Please tally how many lines in the entries below include the word "leafy", giving only the number.
### Available records ###
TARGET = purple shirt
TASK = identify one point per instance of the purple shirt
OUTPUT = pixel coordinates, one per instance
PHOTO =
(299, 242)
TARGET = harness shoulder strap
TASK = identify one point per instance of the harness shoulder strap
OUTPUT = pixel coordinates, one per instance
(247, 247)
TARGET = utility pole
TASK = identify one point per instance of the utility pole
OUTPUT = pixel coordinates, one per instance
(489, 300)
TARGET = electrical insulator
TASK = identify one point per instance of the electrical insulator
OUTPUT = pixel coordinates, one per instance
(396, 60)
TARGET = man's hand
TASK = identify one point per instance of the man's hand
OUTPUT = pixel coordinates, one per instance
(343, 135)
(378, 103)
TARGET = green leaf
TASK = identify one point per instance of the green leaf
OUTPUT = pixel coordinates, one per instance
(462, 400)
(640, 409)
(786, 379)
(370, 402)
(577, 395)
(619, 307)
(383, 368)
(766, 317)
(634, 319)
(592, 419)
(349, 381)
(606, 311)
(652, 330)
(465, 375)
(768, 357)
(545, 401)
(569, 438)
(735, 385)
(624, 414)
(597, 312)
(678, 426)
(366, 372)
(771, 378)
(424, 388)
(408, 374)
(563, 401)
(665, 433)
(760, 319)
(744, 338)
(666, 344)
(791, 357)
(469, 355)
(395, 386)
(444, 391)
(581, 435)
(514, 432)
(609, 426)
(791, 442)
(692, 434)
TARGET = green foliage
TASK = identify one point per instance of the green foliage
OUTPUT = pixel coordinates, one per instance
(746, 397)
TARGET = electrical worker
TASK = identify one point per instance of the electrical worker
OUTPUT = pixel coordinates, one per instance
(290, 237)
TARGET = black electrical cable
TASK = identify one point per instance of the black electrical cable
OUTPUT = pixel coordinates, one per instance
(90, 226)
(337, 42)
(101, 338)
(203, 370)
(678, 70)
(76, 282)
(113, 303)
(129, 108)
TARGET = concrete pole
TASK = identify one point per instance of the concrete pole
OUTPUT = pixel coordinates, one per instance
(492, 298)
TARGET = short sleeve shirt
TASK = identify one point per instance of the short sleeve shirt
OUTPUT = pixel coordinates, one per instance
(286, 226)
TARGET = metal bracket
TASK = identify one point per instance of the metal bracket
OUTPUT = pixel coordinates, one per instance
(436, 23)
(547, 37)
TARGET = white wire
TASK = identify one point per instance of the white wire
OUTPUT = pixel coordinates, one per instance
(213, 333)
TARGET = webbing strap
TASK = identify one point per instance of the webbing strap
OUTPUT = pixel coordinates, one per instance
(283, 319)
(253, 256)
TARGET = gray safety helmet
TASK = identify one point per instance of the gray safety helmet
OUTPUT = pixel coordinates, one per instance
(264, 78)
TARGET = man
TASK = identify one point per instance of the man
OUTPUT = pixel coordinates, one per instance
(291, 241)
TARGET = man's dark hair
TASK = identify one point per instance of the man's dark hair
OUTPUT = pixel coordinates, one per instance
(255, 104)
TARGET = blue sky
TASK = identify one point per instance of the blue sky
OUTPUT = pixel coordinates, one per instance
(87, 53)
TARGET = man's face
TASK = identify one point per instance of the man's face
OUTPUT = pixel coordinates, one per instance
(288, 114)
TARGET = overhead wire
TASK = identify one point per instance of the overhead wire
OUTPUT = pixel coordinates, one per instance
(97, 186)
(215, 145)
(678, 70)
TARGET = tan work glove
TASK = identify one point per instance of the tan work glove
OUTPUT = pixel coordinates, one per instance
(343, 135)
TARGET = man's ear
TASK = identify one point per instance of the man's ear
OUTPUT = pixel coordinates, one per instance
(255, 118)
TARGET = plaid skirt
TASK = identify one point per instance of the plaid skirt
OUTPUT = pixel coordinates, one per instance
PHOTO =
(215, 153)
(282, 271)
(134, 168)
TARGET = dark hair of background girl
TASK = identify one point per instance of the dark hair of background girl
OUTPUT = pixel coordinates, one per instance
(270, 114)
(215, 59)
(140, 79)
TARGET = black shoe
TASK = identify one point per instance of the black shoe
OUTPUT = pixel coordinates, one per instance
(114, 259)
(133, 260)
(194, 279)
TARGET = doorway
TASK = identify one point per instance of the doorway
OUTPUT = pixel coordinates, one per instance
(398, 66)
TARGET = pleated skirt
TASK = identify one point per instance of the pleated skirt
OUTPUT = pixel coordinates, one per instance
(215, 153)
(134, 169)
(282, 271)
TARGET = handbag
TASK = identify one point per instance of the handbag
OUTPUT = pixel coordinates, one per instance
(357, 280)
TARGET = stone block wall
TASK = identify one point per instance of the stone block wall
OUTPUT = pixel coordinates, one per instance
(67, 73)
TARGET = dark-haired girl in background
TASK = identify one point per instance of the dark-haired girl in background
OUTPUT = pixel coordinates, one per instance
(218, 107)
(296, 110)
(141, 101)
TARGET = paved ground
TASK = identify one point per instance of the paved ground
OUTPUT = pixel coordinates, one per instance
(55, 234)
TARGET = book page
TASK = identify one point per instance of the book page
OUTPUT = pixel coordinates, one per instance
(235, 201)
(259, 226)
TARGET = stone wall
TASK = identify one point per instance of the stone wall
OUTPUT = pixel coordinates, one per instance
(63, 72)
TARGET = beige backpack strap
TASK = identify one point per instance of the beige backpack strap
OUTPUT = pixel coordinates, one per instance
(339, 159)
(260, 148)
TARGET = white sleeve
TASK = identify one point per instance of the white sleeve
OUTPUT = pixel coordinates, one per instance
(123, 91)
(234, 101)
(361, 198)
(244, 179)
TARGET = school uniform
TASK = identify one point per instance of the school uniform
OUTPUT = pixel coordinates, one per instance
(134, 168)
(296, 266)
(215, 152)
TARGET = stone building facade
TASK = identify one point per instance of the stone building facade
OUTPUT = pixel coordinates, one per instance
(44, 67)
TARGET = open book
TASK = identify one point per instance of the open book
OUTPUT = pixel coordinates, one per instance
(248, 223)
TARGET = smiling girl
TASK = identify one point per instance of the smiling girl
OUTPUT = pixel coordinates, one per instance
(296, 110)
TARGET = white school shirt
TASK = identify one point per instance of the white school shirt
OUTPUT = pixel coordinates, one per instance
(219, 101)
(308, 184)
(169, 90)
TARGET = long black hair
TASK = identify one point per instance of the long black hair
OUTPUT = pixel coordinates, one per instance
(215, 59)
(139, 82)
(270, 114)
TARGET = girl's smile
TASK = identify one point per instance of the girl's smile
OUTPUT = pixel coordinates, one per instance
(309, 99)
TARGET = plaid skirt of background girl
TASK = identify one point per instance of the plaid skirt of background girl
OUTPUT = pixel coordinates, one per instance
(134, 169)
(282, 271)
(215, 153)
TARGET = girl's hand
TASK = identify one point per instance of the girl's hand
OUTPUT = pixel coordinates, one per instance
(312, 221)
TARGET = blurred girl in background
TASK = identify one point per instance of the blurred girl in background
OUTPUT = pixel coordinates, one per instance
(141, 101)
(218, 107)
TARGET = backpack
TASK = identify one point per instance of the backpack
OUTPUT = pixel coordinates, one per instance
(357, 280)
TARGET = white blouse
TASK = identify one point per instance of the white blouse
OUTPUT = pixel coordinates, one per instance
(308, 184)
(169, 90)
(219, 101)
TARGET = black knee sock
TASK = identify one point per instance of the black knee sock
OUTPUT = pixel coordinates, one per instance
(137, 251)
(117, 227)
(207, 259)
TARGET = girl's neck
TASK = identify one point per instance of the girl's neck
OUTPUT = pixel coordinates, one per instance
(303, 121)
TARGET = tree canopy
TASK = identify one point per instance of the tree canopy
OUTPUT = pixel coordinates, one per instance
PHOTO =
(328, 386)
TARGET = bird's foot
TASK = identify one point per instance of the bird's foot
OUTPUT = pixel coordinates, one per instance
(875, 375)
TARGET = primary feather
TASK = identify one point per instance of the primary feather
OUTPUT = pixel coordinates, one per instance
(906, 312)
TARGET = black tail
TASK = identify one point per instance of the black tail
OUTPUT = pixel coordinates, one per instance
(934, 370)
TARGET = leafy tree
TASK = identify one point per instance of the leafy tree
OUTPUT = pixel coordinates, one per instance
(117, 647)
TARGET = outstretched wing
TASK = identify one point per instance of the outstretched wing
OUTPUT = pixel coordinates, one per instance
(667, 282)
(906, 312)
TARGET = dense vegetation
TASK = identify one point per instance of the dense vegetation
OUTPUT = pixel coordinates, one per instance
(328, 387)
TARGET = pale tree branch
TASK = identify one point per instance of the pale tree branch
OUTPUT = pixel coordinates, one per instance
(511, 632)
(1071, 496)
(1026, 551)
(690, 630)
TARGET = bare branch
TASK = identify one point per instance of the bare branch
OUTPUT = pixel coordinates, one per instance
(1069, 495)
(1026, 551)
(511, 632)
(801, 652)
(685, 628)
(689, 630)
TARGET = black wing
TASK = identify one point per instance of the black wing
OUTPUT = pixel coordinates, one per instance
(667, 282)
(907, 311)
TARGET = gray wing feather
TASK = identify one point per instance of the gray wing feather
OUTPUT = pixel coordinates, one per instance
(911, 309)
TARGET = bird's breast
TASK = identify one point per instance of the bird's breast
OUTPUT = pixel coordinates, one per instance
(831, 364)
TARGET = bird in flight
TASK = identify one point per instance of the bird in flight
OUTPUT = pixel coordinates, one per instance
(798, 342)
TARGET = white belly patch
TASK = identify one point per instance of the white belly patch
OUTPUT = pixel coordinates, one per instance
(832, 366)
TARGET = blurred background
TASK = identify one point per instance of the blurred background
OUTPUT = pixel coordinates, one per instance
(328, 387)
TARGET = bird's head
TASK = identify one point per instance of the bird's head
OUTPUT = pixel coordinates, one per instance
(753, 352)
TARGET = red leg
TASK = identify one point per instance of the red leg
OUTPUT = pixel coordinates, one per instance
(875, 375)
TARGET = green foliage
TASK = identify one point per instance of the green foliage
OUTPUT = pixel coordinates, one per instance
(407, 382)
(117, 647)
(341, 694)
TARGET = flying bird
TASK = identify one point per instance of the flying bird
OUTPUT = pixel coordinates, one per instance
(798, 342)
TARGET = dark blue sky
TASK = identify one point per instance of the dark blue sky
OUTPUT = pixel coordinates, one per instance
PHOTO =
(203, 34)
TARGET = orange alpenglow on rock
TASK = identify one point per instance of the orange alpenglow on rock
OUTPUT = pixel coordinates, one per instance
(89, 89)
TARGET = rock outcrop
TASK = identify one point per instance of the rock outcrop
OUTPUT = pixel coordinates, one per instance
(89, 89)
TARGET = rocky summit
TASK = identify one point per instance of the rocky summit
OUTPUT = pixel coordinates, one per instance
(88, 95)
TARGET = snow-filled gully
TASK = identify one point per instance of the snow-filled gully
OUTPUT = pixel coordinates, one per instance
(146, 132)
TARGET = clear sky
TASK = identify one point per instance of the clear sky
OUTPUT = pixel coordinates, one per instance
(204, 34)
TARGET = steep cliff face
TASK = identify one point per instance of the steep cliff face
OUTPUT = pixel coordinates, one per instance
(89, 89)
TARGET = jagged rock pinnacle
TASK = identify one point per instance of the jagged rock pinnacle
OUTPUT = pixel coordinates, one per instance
###
__Reply to the exercise__: 2